## Consigna
Reescribe estas líneas sustituyendo "Record" por "Write" en todo el material. No cambies nada más.
○ ○ ○ ○
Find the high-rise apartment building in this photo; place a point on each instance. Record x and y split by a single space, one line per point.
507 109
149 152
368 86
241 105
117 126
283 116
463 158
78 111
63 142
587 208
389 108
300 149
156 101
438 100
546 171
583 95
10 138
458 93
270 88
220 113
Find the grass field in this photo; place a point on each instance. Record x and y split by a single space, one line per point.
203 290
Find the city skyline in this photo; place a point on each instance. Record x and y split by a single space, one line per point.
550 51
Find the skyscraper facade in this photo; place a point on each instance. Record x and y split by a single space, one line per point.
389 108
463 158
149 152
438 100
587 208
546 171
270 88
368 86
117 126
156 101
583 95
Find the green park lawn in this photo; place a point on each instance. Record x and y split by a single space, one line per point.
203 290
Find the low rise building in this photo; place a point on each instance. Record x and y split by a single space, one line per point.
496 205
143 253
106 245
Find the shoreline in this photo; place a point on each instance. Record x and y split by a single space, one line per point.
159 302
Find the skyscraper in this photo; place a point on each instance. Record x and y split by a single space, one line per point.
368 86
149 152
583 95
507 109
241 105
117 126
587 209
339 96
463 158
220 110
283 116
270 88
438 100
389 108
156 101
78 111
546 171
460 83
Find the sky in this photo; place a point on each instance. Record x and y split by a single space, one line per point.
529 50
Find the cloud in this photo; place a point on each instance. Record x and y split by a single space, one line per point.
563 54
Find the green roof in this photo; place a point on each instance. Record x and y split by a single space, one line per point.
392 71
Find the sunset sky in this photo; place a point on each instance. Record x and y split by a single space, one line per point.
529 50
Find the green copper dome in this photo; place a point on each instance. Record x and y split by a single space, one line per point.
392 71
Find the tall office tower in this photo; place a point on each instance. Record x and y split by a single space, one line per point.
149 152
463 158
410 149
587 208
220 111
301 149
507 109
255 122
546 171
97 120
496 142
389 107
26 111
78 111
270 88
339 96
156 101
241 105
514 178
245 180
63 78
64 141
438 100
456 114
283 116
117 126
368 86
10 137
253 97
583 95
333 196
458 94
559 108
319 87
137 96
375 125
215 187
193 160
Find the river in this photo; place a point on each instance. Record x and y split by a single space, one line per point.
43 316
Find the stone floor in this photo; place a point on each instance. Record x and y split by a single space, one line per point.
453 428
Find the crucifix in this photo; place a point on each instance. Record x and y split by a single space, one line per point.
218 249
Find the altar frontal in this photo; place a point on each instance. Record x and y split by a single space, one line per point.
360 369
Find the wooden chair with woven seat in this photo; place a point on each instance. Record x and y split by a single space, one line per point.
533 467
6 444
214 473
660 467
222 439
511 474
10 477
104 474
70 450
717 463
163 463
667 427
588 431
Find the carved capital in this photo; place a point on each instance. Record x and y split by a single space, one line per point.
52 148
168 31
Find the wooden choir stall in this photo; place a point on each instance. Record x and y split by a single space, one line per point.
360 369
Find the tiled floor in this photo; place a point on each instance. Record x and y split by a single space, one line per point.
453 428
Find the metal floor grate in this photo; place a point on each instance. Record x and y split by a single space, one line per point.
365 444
○ ○ ○ ○
## Solución de la tarea
Find the high-rise apartment building in this photo; place a point on each instance. Write x and y split by a single space, one line per point.
507 109
149 152
368 86
241 105
117 126
283 116
463 158
78 111
63 142
587 208
389 108
300 149
156 101
438 100
546 171
583 95
10 138
458 93
270 88
220 113
Find the grass field in this photo; place a point on each instance. Write x and y split by a single space, one line per point.
203 290
Find the city skyline in this photo; place a point on each instance. Write x and y split by a single space, one line per point.
550 51
Find the skyscraper facade in this photo; place a point on each instance. Write x and y split by a single space, one line per point.
389 108
463 158
149 152
438 100
587 208
546 171
270 88
368 86
117 126
156 101
583 95
Find the green park lawn in this photo; place a point on each instance. Write x and y split by a single space, one line per point.
203 290
Find the low rise building in this photo; place a point on each instance. Write x and y split by a single space, one line per point.
496 205
143 253
106 245
Find the shoreline in this photo; place a point on each instance. Write x and y split by a single space, one line per point.
159 302
Find the skyscraper in this photo; place a point on each instance. Write x and y split by a single space, one line per point.
368 86
149 152
583 95
507 109
241 105
117 126
587 209
339 96
463 158
220 110
283 116
270 88
438 100
389 108
156 101
78 111
546 171
460 83
Find the sky in this photo; place a point on each instance. Write x and y split by a single space, one line per point.
529 50
Find the cloud in this photo; place a point on each instance. Write x and y split by a single space, one line per point.
563 54
Find the green roof in this photo; place a point on each instance. Write x and y split by a single space, one line per point.
392 71
Find the sunset sky in this photo; place a point on each instance. Write x and y split by a single space, one line per point.
529 50
Find the green copper dome in this photo; place a point on each instance. Write x and y split by a single space, one line per point.
392 71
Find the tall office tower in this photo; place a point on each instance. Write x and y split by a single space, one line per point.
149 152
463 158
410 149
587 208
220 111
301 149
507 109
255 122
546 171
97 120
496 142
389 107
26 111
78 111
270 88
339 96
156 101
241 105
514 178
245 180
63 78
64 141
438 100
456 114
283 116
117 126
368 86
10 137
253 97
583 95
333 196
458 94
559 108
319 87
137 96
375 125
215 187
193 160
Find the river in this photo; place a point on each instance. Write x and y split by a single space, one line per point.
43 316
Find the stone floor in this photo; place a point on each instance. Write x and y split by a single space, one line per point.
453 428
Find the crucifix in this photo; place a point on each instance. Write x and y split by a single space, one line per point.
218 249
Find the altar frontal in this photo; place a point on each instance. Write x and y split by a single space, one line per point.
360 369
Find the wooden chair with woven seat in this photo; place a point on each instance. Write x and y split by a single space, one line per point.
533 467
6 444
214 473
660 467
222 439
511 474
10 477
104 474
70 450
717 463
163 463
667 427
588 431
Find the carved capital in this photo; place a point on each instance. Write x and y split by a single space, one line per point.
52 148
168 31
Find the wooden choir stall in this photo; place a point on each instance. Write x and y split by a single space, one line per point.
360 369
Find the tiled floor in this photo; place a point on each instance. Write x and y split by a single space, one line per point.
453 428
Find the metal floor grate in this photo; place a point on each instance. Write x and y split by a single space, one line per point.
365 444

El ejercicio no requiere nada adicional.